§ **Fragment tekstu**
Można nazwać Pinterest niszowym, jednak dla ponad 60 procent kobiet w Stanach Zjednoczonych jest on jednym z najbardziej przydatnych portali społecznościowych. Mało popularny? Serwis to 100 milionów aktywnych użytkowników i ponad 50 miliardów pinów. Fakty są w liczbach, jednak ten portal to coś więcej niż świetne statystyki.
Picture is a king!
Nikogo nie dziwi już fakt, że przypinamy coś surfując po Internecie. Bo chociaż „Wujek Google” oferuje nam jakże szeroką gamę rozwiązań, to jednak Pinterest jest miejscem, w którym bez problemu znajdziemy inspirację na stworzenie swojego wymarzonego wnętrza, przepis na dietetyczną sałatkę, czy inne piny w stylu zrób-to-sam. To właśnie te ostatnie mogą poszczycić się najwyższą klikalnością. Niektórzy twierdzą, że jest to portal typowo kobiecy. Jest w tym sporo racji, ponieważ aż 79 procent osób mających konto na Pinterest to właśnie kobiety. Co więcej, użytkownicy portalu stawiają na poradniki i instrukcje, które stają się inspirującymi rozwiązaniami na każdy dzień. Wyobraźmy sobie zbiór wszelkiego rodzaju zdjęć, obrazków, cytatów, czy infografik, które krążą po Internecie. Pinterest jest miejscem, gdzie znajdziemy najciekawsze z nich. Typowy użytkownik serwisu stosuje go do szukania estetycznych, interesujących i inspirujących pinów ze zdjęciami miejsc, jedzenia, ubrań, mebli, czy innych elementów pasujących do preferowanego przez niego stylu życia.

§ **Zadania do wykonania**
(1) Proszę przepisać bez zmian fragment tekstu o Pintereście, który zaczyna się od słów „Można nazwać Pinterest”, a kończy na słowach „Picture is a king!”.
(2) Odpowiedz krótko na pytania do tekstu o Pintereście.
(a) Ilu aktywnych użytkowników ma serwis?
(b) Jaki odsetek osób mających konto na Pintereście stanowią kobiety?
(c) Które piny mogą poszczycić się najwyższą klikalnością?
Wiersze pochodzą z innego źródła niż tekst o Pintereście.

§ **Podane informacje**

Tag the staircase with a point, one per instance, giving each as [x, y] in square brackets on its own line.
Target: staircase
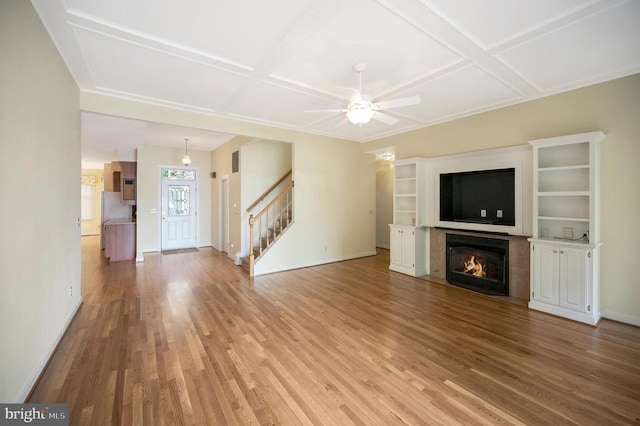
[268, 225]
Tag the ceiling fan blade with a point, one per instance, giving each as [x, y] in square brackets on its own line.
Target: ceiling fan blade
[384, 118]
[395, 103]
[327, 110]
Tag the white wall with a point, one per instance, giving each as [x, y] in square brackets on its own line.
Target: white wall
[40, 193]
[612, 107]
[150, 158]
[92, 227]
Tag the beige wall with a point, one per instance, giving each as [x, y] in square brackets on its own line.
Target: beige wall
[221, 164]
[92, 227]
[40, 192]
[614, 108]
[334, 207]
[384, 202]
[150, 158]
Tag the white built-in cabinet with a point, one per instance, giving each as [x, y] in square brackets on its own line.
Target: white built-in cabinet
[408, 250]
[566, 229]
[409, 233]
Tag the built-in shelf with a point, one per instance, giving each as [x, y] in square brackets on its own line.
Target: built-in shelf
[566, 241]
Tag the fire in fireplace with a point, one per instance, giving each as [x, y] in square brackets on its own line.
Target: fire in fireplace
[478, 263]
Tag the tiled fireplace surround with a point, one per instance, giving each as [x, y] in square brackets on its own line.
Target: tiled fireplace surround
[518, 260]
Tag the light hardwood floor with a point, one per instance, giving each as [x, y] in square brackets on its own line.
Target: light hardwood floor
[190, 339]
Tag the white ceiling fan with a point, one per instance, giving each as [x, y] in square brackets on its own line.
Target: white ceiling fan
[362, 109]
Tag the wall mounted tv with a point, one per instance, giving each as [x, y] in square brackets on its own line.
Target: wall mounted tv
[486, 196]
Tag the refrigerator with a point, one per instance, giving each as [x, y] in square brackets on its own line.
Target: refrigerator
[112, 208]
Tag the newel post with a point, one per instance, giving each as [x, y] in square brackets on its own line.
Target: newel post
[251, 257]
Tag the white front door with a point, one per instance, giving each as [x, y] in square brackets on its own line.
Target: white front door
[178, 214]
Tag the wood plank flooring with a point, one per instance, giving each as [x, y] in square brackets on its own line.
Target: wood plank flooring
[190, 339]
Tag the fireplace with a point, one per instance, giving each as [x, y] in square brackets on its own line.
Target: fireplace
[478, 263]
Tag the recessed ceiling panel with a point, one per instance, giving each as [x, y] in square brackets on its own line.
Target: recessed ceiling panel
[457, 94]
[276, 104]
[394, 51]
[341, 127]
[600, 47]
[138, 71]
[237, 30]
[492, 22]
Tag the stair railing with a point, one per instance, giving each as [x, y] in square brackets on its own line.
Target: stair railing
[271, 221]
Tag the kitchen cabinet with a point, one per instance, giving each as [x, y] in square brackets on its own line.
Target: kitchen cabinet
[120, 239]
[128, 182]
[409, 250]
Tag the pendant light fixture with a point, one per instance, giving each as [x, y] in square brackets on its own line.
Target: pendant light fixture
[186, 160]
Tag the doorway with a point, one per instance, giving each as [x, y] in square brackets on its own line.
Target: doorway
[179, 208]
[224, 214]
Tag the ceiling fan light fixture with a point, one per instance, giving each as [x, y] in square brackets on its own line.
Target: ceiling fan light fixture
[360, 116]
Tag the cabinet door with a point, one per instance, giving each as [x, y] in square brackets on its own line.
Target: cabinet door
[408, 248]
[545, 274]
[572, 279]
[396, 246]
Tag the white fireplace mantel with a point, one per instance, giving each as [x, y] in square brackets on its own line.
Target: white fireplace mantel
[518, 157]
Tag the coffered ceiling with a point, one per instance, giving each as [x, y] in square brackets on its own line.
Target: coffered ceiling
[271, 62]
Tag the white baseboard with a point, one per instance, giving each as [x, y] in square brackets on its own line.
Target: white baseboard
[324, 262]
[39, 368]
[621, 318]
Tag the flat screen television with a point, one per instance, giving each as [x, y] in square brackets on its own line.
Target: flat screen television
[485, 196]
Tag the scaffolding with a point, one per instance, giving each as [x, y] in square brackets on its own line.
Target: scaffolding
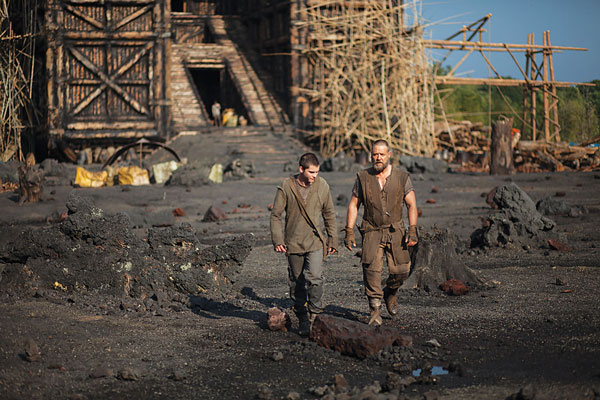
[368, 76]
[537, 75]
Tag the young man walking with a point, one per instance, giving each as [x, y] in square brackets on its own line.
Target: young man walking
[383, 191]
[306, 201]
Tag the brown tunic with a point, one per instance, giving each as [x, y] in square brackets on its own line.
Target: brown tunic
[382, 217]
[298, 234]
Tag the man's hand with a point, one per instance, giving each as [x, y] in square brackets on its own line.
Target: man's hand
[411, 236]
[349, 239]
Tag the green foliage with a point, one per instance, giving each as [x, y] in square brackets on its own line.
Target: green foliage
[578, 107]
[577, 113]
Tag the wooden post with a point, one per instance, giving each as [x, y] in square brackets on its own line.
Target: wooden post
[533, 77]
[526, 88]
[545, 89]
[501, 148]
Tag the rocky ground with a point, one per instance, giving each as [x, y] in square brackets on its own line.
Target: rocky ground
[530, 332]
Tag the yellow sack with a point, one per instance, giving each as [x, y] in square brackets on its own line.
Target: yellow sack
[133, 175]
[85, 178]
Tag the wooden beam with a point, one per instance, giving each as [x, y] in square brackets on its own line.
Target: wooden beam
[485, 45]
[452, 80]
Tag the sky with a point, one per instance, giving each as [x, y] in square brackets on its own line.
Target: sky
[573, 23]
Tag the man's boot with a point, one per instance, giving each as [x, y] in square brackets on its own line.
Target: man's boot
[375, 317]
[304, 324]
[391, 300]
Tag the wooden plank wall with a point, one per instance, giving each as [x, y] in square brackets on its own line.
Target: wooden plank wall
[106, 67]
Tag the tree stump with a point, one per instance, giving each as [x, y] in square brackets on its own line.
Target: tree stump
[501, 148]
[30, 181]
[434, 261]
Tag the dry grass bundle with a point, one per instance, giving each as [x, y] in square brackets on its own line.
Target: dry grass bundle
[370, 77]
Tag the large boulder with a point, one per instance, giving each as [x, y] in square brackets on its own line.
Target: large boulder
[354, 338]
[435, 261]
[517, 221]
[97, 253]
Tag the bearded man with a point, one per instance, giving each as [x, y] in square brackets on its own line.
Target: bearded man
[383, 190]
[306, 200]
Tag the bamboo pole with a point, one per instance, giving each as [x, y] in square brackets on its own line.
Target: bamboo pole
[533, 92]
[545, 88]
[554, 107]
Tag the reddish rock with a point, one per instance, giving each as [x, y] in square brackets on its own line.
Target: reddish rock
[354, 338]
[490, 198]
[278, 320]
[32, 351]
[214, 214]
[454, 287]
[556, 245]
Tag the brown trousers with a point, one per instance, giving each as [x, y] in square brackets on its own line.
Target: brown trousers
[397, 273]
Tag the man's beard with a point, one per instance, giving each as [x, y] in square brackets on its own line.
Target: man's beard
[381, 167]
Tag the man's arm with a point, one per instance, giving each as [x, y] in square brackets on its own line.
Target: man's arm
[351, 216]
[411, 204]
[276, 221]
[328, 212]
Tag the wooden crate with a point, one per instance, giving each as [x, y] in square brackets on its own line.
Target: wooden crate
[108, 68]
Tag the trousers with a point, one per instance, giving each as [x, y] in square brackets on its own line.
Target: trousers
[372, 273]
[306, 281]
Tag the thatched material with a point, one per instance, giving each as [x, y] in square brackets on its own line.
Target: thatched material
[16, 50]
[369, 76]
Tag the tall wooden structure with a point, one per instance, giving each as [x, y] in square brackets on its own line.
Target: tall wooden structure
[107, 68]
[537, 75]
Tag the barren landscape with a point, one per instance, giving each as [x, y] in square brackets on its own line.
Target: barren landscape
[530, 332]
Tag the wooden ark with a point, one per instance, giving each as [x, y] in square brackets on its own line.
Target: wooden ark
[108, 68]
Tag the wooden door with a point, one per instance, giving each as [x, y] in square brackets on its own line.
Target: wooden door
[107, 64]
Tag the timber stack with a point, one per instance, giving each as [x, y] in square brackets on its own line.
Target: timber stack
[468, 144]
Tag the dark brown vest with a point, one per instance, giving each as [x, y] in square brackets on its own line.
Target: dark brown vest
[382, 213]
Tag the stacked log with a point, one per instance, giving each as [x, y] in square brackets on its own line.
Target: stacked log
[543, 156]
[463, 142]
[468, 144]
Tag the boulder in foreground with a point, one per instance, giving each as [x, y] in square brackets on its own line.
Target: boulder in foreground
[355, 338]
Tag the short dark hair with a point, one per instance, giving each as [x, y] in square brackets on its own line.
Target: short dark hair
[308, 160]
[380, 142]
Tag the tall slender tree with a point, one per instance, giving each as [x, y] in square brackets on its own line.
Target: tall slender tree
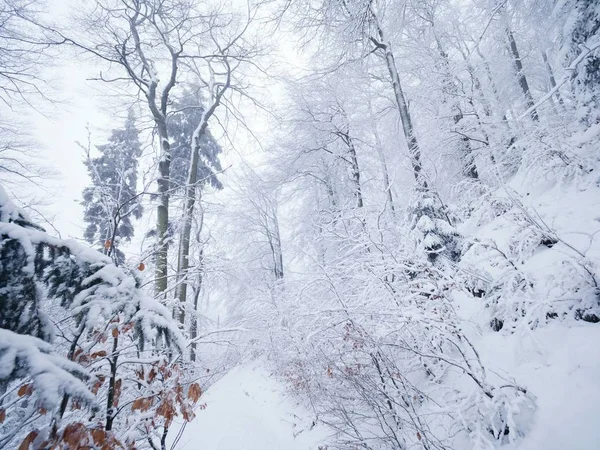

§ **Rozwiązania zadań**
(1)
Można nazwać Pinterest niszowym, jednak dla ponad 60 procent kobiet w Stanach Zjednoczonych jest on jednym z najbardziej przydatnych portali społecznościowych. Mało popularny? Serwis to 100 milionów aktywnych użytkowników i ponad 50 miliardów pinów. Fakty są w liczbach, jednak ten portal to coś więcej niż świetne statystyki.
Picture is a king!

(2)
(a) 100 milionów.
(b) 79 procent.
(c) Piny w stylu zrób-to-sam.